**EXERCISE PROMPT**
Set out the stretch from the start of the records through the line containing "pixel 339 92" as a numbered list, with blank lines dropped and the pictures left out.

**SUPPLIED DATA**

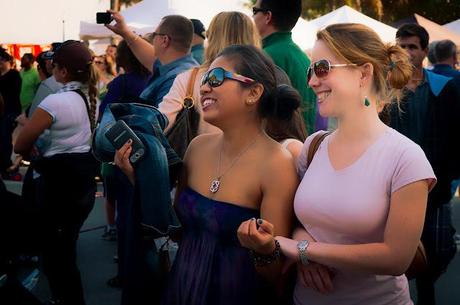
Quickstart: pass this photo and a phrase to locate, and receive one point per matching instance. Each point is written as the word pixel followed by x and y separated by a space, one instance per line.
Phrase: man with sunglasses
pixel 429 114
pixel 167 56
pixel 275 19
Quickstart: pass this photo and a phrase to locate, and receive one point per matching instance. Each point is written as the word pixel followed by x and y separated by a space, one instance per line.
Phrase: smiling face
pixel 227 101
pixel 339 92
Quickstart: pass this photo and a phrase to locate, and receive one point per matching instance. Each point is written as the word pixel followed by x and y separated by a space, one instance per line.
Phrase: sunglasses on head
pixel 216 77
pixel 322 67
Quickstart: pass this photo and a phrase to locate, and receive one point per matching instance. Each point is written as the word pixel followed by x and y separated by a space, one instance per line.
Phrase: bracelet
pixel 262 260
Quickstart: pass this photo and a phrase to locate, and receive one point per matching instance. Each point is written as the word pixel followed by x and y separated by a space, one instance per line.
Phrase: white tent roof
pixel 304 34
pixel 436 31
pixel 346 14
pixel 45 21
pixel 146 15
pixel 454 26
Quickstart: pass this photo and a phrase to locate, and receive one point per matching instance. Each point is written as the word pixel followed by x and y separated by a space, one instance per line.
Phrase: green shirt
pixel 30 83
pixel 289 57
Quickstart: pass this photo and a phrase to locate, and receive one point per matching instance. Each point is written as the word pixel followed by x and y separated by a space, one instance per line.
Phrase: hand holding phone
pixel 103 18
pixel 119 134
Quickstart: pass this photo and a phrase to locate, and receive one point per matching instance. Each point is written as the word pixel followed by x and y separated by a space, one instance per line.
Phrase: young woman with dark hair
pixel 229 177
pixel 60 131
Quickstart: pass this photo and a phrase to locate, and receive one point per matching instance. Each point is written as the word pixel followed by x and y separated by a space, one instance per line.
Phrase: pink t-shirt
pixel 351 206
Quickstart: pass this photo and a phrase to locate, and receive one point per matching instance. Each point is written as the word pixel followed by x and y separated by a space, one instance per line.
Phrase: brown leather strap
pixel 314 145
pixel 189 102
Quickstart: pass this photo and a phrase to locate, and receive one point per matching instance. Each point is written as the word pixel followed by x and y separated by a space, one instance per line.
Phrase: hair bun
pixel 399 66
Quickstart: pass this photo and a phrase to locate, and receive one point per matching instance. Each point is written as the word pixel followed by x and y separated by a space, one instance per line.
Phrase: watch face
pixel 302 244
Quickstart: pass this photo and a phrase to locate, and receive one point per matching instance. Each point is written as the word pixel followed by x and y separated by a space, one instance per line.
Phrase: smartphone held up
pixel 119 134
pixel 103 18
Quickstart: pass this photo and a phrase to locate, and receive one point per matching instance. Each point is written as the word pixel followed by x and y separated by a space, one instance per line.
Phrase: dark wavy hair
pixel 277 101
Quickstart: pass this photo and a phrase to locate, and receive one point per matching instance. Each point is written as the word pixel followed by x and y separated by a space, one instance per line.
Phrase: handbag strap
pixel 189 101
pixel 85 100
pixel 314 145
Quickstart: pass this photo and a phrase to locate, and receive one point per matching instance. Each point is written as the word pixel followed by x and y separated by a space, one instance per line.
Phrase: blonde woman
pixel 225 29
pixel 362 200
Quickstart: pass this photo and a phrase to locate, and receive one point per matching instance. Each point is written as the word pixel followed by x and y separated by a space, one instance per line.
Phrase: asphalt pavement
pixel 95 257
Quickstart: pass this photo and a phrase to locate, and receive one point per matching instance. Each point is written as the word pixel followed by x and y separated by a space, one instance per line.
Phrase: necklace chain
pixel 215 184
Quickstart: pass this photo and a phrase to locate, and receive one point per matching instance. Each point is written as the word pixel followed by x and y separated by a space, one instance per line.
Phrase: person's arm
pixel 279 183
pixel 114 91
pixel 143 50
pixel 171 104
pixel 39 122
pixel 390 257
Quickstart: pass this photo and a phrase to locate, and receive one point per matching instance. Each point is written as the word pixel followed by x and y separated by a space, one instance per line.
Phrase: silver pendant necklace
pixel 215 184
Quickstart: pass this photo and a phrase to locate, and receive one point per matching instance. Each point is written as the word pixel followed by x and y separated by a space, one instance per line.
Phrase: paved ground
pixel 96 263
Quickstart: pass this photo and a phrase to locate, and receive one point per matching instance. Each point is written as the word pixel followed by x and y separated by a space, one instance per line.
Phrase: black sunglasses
pixel 217 76
pixel 322 67
pixel 154 34
pixel 256 10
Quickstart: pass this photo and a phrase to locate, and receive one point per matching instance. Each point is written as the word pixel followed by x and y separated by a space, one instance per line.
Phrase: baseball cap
pixel 198 28
pixel 73 55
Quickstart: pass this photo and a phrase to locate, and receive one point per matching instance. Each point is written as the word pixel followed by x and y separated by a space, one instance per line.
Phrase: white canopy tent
pixel 304 34
pixel 46 21
pixel 346 14
pixel 146 15
pixel 454 26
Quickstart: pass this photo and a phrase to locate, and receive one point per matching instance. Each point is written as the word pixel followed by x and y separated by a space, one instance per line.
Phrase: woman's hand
pixel 122 160
pixel 257 235
pixel 315 276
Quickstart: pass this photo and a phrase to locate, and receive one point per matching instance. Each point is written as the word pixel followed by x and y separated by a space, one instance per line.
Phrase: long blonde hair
pixel 358 44
pixel 226 29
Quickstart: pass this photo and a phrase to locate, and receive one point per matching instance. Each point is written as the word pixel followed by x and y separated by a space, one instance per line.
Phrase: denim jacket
pixel 152 181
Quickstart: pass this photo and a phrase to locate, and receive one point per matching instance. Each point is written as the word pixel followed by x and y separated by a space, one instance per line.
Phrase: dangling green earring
pixel 367 103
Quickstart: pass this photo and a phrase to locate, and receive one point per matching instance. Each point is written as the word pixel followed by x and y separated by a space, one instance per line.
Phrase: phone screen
pixel 119 134
pixel 103 18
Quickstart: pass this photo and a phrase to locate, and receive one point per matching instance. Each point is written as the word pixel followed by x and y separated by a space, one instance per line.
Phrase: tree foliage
pixel 388 11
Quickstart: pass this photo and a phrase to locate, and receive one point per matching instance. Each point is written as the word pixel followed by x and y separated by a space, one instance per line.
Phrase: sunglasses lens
pixel 216 77
pixel 321 68
pixel 309 74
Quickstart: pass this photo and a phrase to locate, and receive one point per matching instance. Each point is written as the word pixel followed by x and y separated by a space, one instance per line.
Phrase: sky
pixel 41 21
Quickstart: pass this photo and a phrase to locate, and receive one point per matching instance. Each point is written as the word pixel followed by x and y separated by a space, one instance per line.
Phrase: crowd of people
pixel 266 206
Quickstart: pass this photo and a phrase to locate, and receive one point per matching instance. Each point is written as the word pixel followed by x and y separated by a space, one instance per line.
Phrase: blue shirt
pixel 163 78
pixel 123 88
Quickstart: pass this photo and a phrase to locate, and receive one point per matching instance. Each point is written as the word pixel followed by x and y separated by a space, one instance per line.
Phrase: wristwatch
pixel 302 247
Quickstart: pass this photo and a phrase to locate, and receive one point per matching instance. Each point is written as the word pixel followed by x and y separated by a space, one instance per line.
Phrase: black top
pixel 10 88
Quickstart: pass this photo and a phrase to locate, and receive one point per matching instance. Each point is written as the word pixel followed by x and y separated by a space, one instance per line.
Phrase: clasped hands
pixel 258 235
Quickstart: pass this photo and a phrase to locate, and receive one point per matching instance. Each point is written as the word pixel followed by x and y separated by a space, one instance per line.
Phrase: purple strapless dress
pixel 211 267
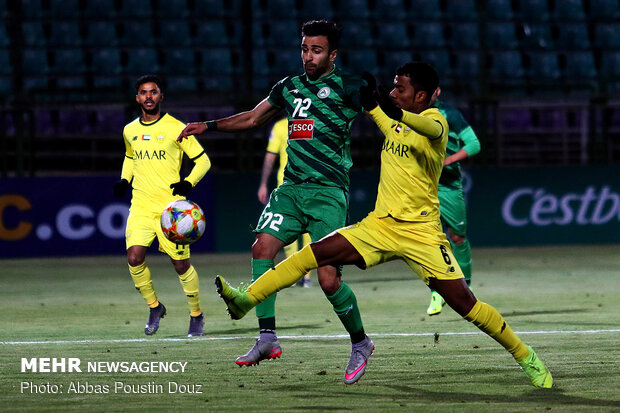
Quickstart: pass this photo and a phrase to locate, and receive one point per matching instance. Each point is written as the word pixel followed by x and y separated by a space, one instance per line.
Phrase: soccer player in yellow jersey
pixel 276 148
pixel 152 163
pixel 405 223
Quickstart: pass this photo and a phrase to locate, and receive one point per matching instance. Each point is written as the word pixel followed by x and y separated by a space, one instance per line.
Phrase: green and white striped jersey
pixel 320 115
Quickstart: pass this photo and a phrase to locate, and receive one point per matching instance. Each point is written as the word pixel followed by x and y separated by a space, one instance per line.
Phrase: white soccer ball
pixel 183 222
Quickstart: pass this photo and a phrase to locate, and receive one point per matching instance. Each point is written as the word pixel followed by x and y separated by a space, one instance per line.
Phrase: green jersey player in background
pixel 321 105
pixel 462 143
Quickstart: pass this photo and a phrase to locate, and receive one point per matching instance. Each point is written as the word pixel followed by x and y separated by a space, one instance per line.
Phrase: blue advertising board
pixel 506 207
pixel 72 216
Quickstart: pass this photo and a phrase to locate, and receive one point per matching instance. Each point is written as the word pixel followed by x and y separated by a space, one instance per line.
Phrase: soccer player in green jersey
pixel 276 148
pixel 152 164
pixel 462 143
pixel 405 223
pixel 321 105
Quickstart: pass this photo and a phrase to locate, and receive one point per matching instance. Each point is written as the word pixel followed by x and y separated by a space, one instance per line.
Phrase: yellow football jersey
pixel 153 159
pixel 410 168
pixel 278 142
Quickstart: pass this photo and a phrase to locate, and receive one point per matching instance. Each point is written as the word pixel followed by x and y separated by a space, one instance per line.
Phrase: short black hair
pixel 326 28
pixel 421 75
pixel 151 78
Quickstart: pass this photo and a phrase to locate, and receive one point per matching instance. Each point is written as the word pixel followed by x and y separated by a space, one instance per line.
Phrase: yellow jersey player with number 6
pixel 152 164
pixel 405 223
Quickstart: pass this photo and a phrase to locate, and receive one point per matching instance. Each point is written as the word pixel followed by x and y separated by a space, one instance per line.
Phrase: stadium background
pixel 537 79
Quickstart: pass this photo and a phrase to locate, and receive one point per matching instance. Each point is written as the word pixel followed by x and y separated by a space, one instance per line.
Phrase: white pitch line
pixel 305 337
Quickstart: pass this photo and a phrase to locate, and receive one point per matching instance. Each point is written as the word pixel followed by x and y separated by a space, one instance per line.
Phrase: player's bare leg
pixel 458 296
pixel 136 256
pixel 267 346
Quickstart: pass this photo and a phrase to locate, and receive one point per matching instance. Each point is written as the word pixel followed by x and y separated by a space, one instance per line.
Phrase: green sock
pixel 267 308
pixel 345 306
pixel 462 253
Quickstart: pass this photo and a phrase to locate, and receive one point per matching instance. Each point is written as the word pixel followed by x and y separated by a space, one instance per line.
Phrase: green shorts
pixel 295 209
pixel 453 210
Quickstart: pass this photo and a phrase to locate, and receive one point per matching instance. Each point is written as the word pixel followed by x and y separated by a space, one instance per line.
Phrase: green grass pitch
pixel 564 302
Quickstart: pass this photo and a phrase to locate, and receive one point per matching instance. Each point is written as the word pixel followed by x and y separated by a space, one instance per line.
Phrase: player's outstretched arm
pixel 268 162
pixel 367 92
pixel 235 123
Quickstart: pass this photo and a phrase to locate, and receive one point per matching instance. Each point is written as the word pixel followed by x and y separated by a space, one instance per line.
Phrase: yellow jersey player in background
pixel 276 148
pixel 405 223
pixel 152 165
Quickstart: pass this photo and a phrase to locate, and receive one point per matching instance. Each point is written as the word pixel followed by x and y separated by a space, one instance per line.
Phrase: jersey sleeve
pixel 424 124
pixel 127 170
pixel 194 151
pixel 382 120
pixel 470 141
pixel 277 137
pixel 276 97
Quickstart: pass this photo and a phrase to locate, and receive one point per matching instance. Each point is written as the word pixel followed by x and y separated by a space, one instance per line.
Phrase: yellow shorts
pixel 143 228
pixel 422 245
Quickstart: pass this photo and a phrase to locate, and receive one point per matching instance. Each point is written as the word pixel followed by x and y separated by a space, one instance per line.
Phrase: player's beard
pixel 152 111
pixel 316 70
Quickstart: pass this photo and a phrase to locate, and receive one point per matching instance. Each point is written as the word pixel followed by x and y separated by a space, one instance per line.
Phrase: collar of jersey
pixel 151 123
pixel 322 77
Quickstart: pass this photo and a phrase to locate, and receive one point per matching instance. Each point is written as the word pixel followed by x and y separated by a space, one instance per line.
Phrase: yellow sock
pixel 489 320
pixel 190 284
pixel 286 273
pixel 142 280
pixel 291 249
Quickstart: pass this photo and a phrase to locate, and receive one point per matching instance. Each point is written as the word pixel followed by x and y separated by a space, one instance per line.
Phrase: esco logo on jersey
pixel 300 129
pixel 324 92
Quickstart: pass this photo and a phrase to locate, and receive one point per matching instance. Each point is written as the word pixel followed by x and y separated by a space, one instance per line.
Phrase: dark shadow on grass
pixel 370 279
pixel 536 396
pixel 281 328
pixel 526 313
pixel 554 397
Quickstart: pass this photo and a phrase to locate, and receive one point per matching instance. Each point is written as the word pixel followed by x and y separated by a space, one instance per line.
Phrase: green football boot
pixel 236 300
pixel 535 369
pixel 437 302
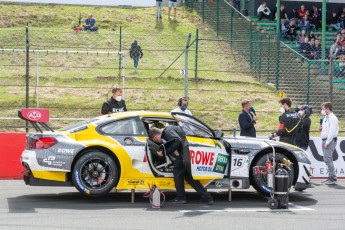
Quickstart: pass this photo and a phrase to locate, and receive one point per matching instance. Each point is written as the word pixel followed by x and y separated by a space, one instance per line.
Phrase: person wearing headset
pixel 302 134
pixel 182 106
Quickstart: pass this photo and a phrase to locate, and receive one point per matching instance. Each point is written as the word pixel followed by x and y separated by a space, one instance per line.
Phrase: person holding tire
pixel 176 147
pixel 288 122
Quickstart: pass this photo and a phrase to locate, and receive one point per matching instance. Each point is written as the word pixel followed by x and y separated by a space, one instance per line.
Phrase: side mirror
pixel 218 134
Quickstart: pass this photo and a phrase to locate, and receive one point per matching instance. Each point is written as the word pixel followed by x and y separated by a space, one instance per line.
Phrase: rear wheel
pixel 95 173
pixel 259 182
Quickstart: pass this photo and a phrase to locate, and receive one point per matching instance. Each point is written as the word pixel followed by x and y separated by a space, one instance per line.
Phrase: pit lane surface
pixel 24 207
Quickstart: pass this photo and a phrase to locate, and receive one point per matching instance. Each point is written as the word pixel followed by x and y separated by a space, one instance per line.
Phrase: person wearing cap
pixel 115 104
pixel 247 120
pixel 303 130
pixel 329 132
pixel 182 104
pixel 90 23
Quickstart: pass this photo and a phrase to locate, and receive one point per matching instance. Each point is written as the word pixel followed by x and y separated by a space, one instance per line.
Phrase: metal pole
pixel 231 25
pixel 186 66
pixel 217 8
pixel 278 25
pixel 308 84
pixel 120 49
pixel 27 72
pixel 37 77
pixel 123 74
pixel 196 53
pixel 331 67
pixel 203 11
pixel 251 44
pixel 323 21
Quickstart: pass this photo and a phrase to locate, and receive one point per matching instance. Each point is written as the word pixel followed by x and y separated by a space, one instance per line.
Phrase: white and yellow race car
pixel 113 151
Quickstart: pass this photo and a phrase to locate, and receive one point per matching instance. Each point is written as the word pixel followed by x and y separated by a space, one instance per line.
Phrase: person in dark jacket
pixel 247 120
pixel 176 147
pixel 135 53
pixel 115 104
pixel 302 134
pixel 288 122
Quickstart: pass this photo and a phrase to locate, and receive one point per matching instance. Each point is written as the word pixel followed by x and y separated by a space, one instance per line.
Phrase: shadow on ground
pixel 122 200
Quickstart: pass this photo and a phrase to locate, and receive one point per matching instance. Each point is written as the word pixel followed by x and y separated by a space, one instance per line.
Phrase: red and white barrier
pixel 11 148
pixel 13 144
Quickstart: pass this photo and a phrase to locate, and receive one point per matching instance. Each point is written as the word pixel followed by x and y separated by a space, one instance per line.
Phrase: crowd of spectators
pixel 299 26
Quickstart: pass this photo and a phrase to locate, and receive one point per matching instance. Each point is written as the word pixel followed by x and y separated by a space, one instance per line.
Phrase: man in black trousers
pixel 176 147
pixel 247 120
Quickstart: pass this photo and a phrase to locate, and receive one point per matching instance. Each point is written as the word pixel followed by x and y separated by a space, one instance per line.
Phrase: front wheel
pixel 259 182
pixel 95 173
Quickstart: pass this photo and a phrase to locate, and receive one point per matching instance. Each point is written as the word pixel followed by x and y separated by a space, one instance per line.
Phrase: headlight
pixel 302 156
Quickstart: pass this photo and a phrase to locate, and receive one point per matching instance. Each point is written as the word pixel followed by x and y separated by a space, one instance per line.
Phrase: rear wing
pixel 36 117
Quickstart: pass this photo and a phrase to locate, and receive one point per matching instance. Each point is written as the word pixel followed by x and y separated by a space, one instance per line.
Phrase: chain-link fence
pixel 73 72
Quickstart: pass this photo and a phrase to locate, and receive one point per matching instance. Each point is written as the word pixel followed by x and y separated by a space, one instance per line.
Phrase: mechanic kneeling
pixel 289 121
pixel 175 146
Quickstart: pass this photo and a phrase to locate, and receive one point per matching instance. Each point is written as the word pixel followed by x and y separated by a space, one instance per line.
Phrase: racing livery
pixel 113 151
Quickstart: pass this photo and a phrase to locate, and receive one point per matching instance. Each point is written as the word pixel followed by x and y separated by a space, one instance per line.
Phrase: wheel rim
pixel 96 173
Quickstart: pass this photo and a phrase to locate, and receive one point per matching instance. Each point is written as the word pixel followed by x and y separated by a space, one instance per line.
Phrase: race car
pixel 113 151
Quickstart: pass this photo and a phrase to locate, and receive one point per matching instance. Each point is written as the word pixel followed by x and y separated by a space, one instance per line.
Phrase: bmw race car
pixel 113 151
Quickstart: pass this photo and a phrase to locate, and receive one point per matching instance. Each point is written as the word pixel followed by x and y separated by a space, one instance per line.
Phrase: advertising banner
pixel 316 157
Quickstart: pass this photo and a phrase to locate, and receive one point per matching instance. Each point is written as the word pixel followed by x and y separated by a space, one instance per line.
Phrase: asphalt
pixel 25 207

**FINISHED TASK**
1. Quickstart: pass this photo and a phrase to locate, and receive one point per matching instance. Each point is written as the word pixel followed by x and y separated by a space, one instance per line.
2. Phrase: man with sunglasses
3. pixel 429 114
4. pixel 167 56
5. pixel 275 19
6. Quickstart: pass this photo and a phrase to locate, and receive one point per matching instance. Each point is written as the word pixel followed by x and y separated by a space, one instance per line.
7. Phrase: smiling face
8. pixel 227 101
9. pixel 339 92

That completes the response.